• _PROVIDED DATA_:
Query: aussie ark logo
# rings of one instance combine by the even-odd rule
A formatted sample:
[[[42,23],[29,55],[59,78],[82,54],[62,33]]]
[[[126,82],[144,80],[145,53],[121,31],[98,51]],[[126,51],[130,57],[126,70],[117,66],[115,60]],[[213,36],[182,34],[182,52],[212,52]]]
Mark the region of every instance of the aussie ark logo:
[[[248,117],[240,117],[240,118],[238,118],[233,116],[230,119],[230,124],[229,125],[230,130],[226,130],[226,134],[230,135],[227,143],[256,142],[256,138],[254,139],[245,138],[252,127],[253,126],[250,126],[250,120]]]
...
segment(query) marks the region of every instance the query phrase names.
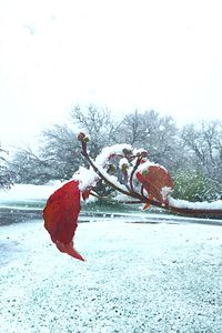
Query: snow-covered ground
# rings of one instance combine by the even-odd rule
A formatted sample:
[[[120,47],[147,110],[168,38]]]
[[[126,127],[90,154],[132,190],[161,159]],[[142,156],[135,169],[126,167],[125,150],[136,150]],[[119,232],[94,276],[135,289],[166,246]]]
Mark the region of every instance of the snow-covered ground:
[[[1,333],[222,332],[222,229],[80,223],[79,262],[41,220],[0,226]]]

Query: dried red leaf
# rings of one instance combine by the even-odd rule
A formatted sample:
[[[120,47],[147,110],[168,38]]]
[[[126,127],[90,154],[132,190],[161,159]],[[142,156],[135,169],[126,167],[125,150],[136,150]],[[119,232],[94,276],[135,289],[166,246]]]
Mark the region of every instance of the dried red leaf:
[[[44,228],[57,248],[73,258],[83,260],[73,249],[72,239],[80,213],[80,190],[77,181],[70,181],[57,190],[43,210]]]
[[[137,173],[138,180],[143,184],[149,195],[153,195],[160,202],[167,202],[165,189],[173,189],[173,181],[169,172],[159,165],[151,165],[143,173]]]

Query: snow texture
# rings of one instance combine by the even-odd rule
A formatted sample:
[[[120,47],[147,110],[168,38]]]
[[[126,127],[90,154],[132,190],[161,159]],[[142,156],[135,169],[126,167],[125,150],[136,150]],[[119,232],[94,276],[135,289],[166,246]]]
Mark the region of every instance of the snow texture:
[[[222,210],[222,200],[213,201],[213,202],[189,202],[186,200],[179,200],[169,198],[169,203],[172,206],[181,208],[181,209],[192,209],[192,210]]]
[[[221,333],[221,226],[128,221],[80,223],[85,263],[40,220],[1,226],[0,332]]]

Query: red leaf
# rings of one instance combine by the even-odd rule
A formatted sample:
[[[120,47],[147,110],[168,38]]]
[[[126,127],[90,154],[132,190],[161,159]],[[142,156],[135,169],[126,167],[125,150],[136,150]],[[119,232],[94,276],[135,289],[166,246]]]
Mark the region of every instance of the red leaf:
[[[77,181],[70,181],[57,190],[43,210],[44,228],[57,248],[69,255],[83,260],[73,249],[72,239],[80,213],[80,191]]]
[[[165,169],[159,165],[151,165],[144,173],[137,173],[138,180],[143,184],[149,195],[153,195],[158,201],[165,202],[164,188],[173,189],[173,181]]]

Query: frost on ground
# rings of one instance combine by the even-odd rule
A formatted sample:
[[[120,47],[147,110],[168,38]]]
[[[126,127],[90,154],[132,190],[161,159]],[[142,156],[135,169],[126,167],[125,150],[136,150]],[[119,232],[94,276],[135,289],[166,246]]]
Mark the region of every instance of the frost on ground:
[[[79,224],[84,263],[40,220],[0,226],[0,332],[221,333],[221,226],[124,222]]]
==
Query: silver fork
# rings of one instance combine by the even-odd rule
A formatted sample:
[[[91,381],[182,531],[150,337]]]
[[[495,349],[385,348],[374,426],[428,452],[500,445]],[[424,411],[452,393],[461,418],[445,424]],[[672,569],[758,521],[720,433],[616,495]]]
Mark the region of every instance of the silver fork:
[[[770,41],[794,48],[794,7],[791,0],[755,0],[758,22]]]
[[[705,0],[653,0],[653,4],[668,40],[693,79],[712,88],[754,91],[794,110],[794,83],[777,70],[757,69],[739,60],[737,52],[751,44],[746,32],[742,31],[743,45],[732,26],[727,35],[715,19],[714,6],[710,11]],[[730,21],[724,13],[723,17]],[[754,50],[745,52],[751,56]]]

• _GIVEN TASK_: Duplicate the data from the line containing "Query: aussie ark logo" through the line containing "Mark the region of every instance of the aussie", inclusive.

• _EXERCISE RESPONSE_:
Query: aussie ark logo
# rings of one instance combine by the even-odd rule
A formatted sample:
[[[42,23],[29,55],[59,78],[82,54],[62,33]]]
[[[126,82],[144,80],[145,53],[121,31],[98,51]],[[126,51],[130,57],[126,70],[117,66],[115,60]],[[213,36],[182,34],[182,52],[212,52]]]
Mark the region of every instance of the aussie ark logo:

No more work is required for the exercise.